▶ [Extract]
- - - - -
These comments are almost inevitably couched in genuine concern. Some of them come from a good place.
And yet, over the years, I’ve come to hear all of the many comments like this:
I don’t care for that name.
Because fears of name teasing? A handful might be worth pondering. But the vast majority can be safely ignored. Here’s why.
YOU MIGHT BE THE ONLY ONE WHO HEARS THE NAME TEASING
So often someone will comment, “don’t use that name because …”
And I think that never in a month of Sundays would I have imagined that Winnie is too witchy or John sounds like unfortunate slang. Is Alexia a brain disorder? Yes. Is that my first thought? Not even close.
If you worry that someone will spell Annalee with one N, or can’t un-hear that unfortunate rhyme? Then yes, feel free to skip the name. But the overwhelming majority of threats of name teasing? They’re based on something that might never come up again.
CULTURAL REFERENCES FADE – FAST!
About eight years ago, a former colleague named his son Cullen. “But what about Twilight?” I asked, more than a little horrified. “Never read it,” he replied. “And who’s gonna think we named our kid after a vampire romance in another twenty years?” At the time, I thought he might be over-confident. But turns out he was right. I hear Cullen and think nice Irish surname, not Edward and Bella.
- - - - -
▶ [Brief 1]
Transcribe, without alteration, the lines of the records from the line containing "Task: Detect the cardboard" through the line containing "[568,153,653,226]".

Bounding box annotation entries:
- - - - -
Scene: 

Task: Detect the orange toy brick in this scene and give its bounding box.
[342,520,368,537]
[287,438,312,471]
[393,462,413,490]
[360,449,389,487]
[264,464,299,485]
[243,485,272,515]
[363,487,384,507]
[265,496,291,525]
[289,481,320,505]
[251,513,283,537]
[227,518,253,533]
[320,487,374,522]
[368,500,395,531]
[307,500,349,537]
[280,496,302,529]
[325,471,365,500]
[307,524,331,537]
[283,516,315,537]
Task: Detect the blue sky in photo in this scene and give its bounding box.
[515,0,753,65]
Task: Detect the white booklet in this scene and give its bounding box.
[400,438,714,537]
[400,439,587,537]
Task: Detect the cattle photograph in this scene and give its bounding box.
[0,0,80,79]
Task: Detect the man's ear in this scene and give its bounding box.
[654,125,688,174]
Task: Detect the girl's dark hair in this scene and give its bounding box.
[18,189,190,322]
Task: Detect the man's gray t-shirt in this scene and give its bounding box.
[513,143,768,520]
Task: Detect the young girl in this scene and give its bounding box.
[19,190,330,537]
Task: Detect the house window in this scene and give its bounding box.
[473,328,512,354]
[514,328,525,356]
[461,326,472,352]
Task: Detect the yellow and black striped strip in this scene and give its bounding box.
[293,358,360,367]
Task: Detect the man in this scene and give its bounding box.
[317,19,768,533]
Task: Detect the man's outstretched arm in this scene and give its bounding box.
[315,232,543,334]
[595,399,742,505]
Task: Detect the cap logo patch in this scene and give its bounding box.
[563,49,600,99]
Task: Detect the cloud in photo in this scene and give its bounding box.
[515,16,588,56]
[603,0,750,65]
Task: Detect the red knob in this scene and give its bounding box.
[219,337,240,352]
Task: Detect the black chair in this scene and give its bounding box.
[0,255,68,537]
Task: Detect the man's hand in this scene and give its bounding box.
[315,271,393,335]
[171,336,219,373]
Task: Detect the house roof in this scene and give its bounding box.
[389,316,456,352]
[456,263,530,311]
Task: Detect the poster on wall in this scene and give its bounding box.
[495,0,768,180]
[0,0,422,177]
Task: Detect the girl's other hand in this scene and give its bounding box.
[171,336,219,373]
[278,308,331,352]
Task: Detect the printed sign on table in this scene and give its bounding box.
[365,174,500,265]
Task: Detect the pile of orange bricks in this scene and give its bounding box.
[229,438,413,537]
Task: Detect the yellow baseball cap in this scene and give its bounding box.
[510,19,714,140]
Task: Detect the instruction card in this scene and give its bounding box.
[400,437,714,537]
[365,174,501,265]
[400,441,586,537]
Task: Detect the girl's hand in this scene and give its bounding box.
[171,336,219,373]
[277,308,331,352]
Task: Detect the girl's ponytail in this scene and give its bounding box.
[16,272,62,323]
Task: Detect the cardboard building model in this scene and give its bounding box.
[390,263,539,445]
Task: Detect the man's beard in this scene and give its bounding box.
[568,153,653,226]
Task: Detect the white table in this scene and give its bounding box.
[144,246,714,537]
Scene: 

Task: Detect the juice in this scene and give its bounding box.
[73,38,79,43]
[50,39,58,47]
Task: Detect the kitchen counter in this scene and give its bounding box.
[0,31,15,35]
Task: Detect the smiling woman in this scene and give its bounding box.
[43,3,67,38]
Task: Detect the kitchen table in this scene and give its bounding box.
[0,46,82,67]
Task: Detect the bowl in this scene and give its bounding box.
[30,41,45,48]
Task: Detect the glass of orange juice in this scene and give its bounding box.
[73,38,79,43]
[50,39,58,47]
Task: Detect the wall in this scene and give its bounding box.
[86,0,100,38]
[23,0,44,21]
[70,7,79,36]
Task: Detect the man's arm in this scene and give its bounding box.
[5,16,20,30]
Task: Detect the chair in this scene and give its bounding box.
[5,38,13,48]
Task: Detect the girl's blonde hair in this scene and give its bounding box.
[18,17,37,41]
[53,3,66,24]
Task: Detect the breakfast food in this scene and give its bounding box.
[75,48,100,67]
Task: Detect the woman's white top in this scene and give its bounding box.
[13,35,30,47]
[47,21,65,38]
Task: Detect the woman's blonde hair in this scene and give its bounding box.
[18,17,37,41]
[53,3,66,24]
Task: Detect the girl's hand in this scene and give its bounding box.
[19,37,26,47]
- - - - -
▶ [Brief 2]
Answer the following questions about the passage on name teasing:
(a) Which name does the writer say they would never have imagined as too witchy?
(b) Which name does the writer say someone might spell with one N?
(c) What name did the writer's former colleague give his son?

▶ [Written response 1]
Task: Detect the cardboard building model in this scene and give its bounding box.
[390,263,539,445]
Task: Detect the man's beard in this scene and give its bounding box.
[568,153,653,226]

▶ [Written response 2]
(a) Winnie
(b) Annalee
(c) Cullen